- _TO DO_: In the records that follow, find the line with "Could you point to the frost crystal"; from there, retype every line exactly through the line with "Target: pale yellow flower bud", which also belongs to the answer.

- _DATA IN THIS EXERCISE_:
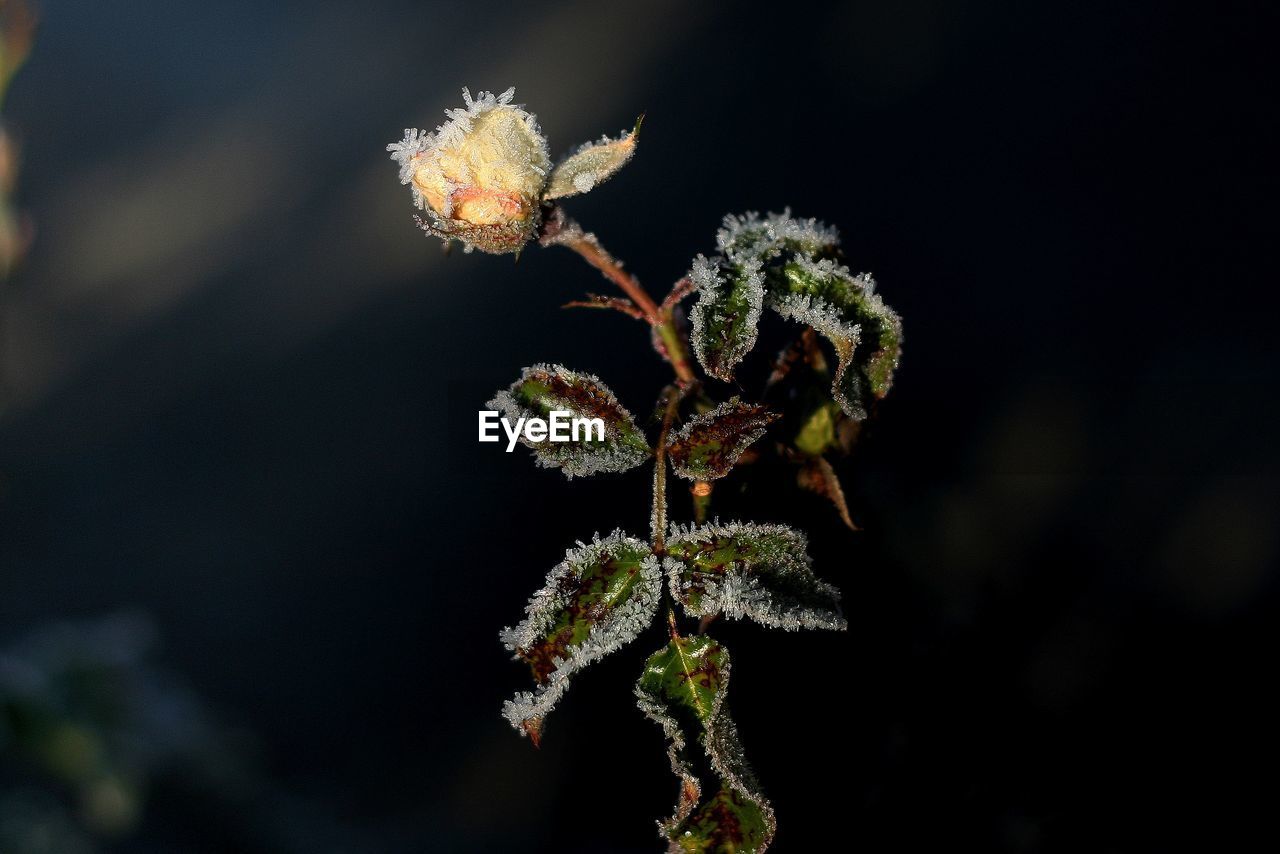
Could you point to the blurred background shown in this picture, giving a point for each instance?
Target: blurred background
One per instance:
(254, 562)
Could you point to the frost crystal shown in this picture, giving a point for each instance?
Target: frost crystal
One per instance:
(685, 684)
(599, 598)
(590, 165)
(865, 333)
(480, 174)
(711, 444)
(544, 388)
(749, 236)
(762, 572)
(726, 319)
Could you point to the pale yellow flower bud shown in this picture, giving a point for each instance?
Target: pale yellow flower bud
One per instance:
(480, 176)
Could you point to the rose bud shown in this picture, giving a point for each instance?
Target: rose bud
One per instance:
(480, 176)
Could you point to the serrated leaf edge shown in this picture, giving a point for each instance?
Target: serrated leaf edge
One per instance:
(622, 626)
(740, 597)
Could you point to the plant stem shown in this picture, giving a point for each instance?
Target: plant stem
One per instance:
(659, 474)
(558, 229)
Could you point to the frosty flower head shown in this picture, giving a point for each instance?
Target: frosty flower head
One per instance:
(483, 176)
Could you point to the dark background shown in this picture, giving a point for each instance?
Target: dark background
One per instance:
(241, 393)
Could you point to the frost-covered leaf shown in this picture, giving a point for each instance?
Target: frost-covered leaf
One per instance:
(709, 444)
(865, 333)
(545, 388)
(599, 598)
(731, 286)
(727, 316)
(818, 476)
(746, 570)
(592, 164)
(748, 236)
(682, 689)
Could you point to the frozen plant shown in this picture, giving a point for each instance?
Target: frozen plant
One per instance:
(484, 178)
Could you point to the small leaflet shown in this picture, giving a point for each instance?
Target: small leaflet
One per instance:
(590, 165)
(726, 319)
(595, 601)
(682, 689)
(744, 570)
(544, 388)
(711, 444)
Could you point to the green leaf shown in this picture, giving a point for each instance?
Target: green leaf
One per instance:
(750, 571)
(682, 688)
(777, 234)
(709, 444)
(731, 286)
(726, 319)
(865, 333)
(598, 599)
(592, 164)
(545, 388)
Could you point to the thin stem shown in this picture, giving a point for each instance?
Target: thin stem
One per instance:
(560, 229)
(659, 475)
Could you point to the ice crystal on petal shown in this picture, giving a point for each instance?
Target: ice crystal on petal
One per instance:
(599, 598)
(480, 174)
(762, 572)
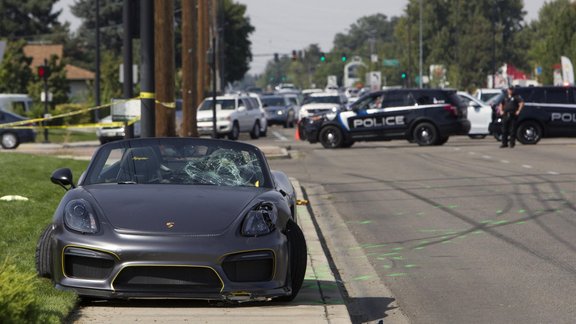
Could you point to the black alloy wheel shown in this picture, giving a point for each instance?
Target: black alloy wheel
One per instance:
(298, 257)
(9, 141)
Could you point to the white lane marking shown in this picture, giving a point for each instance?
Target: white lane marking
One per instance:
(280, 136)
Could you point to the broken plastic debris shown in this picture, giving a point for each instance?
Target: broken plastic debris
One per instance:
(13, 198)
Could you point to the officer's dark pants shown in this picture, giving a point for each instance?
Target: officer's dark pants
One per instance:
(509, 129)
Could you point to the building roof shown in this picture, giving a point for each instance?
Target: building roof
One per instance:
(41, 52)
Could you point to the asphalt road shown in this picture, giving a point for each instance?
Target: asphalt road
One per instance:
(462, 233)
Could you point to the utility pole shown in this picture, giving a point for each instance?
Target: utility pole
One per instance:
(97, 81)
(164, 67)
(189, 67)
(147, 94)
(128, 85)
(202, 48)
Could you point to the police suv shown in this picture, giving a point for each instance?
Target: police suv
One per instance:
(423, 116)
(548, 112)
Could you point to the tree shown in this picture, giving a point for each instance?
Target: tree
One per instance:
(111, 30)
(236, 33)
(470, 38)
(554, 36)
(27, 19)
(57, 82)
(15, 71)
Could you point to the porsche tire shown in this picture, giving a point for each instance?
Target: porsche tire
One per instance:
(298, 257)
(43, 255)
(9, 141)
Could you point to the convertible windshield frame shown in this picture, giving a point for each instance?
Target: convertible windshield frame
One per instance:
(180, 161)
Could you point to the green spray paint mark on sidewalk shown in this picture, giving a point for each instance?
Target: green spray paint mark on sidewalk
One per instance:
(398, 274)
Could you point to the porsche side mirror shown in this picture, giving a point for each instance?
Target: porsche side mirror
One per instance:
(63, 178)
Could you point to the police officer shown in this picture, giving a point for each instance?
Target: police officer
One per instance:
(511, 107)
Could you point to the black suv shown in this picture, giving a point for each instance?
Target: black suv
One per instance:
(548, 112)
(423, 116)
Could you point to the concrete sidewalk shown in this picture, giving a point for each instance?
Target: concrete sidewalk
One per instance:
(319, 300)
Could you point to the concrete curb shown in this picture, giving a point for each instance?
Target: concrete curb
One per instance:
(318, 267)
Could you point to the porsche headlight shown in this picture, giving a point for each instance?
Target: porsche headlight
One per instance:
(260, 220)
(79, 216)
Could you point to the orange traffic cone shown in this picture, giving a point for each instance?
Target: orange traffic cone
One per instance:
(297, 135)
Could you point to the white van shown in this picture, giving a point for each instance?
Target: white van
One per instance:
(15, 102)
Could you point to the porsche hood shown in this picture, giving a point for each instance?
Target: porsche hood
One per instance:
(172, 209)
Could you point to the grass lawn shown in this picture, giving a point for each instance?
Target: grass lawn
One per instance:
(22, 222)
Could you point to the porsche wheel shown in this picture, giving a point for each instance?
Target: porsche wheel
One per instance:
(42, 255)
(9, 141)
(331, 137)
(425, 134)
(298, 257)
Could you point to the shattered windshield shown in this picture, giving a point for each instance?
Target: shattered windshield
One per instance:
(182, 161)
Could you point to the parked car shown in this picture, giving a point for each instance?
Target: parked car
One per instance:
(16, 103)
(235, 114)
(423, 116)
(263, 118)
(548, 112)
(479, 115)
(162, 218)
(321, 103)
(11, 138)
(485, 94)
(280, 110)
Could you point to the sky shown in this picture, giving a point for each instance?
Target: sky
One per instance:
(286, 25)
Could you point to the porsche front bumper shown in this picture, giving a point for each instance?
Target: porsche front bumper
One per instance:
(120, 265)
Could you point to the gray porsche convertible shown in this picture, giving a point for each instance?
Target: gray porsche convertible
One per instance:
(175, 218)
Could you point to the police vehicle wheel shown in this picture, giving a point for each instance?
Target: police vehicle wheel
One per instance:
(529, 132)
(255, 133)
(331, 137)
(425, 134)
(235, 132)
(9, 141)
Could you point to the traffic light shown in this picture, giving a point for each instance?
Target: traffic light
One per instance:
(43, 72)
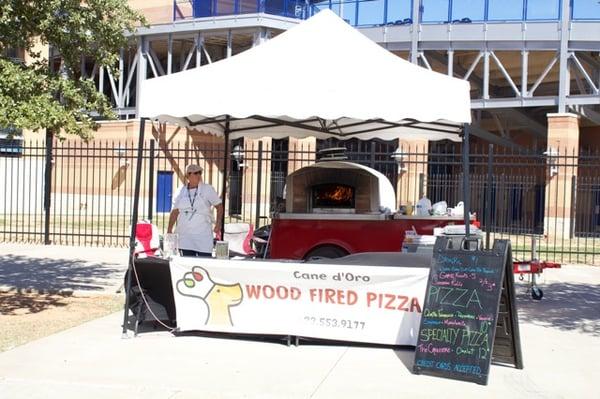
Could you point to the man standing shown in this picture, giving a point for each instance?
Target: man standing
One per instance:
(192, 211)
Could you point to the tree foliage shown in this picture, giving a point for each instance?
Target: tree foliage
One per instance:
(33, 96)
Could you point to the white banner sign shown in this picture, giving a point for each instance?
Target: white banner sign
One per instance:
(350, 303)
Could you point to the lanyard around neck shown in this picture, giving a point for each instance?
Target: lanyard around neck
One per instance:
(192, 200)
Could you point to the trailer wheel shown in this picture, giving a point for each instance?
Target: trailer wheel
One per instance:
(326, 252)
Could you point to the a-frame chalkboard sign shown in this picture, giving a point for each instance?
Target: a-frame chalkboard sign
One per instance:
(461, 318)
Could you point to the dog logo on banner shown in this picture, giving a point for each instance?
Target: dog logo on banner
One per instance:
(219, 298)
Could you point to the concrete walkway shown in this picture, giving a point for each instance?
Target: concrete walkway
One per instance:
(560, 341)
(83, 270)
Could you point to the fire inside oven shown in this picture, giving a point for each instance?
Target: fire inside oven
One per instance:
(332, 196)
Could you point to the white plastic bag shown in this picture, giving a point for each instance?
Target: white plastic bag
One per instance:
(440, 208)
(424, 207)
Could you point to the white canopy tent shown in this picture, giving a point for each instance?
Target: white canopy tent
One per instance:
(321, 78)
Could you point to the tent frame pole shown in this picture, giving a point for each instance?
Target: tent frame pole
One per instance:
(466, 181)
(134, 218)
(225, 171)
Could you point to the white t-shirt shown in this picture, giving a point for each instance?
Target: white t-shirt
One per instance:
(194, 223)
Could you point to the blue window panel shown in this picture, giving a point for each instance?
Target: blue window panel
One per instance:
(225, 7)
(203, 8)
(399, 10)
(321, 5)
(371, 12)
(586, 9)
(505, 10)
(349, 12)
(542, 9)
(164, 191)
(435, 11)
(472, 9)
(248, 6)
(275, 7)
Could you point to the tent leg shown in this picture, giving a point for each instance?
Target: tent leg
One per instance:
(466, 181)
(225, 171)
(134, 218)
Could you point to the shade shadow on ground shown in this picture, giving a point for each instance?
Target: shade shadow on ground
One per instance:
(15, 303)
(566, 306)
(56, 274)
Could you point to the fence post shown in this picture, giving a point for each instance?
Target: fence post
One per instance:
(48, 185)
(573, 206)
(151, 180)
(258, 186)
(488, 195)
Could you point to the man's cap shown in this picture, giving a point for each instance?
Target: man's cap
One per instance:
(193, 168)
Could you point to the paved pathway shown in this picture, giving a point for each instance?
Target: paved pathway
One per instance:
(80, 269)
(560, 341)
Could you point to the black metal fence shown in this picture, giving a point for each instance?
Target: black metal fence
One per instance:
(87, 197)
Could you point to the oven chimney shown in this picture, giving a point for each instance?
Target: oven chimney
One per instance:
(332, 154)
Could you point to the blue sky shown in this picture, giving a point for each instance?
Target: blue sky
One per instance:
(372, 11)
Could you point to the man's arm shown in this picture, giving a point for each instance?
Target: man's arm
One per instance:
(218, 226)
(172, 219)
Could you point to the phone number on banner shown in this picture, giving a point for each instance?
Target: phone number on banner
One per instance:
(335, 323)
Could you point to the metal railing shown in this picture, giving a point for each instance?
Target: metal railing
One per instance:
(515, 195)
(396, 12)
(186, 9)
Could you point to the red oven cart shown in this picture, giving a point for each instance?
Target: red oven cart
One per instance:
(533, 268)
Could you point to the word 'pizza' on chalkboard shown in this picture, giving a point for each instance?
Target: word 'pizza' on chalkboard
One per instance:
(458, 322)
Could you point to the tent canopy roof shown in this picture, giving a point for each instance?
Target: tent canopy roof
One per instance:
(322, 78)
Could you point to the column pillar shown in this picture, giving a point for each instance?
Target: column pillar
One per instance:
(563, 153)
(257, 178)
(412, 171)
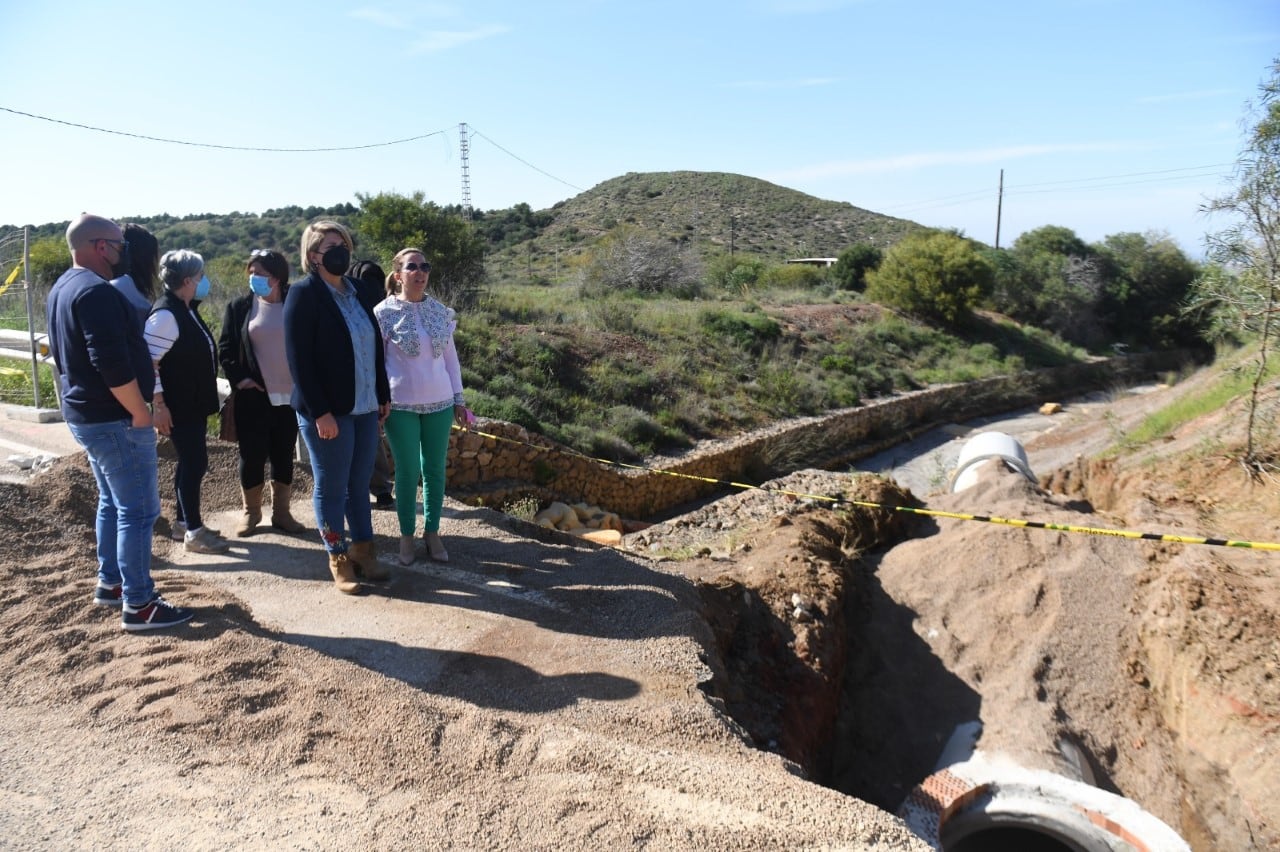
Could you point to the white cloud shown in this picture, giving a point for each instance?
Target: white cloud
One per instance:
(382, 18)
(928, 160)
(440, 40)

- _EXERCISE ANSWER_:
Could you point to the frost crystal shown in this picture, giving a point for each instance?
Target: frost crystal
One per instance:
(685, 684)
(599, 598)
(590, 165)
(865, 333)
(480, 174)
(711, 444)
(544, 388)
(749, 236)
(762, 572)
(726, 319)
Could you point to the pale yellow flower bud shown in this picture, giving a point for each instance?
Target: pale yellow flower bud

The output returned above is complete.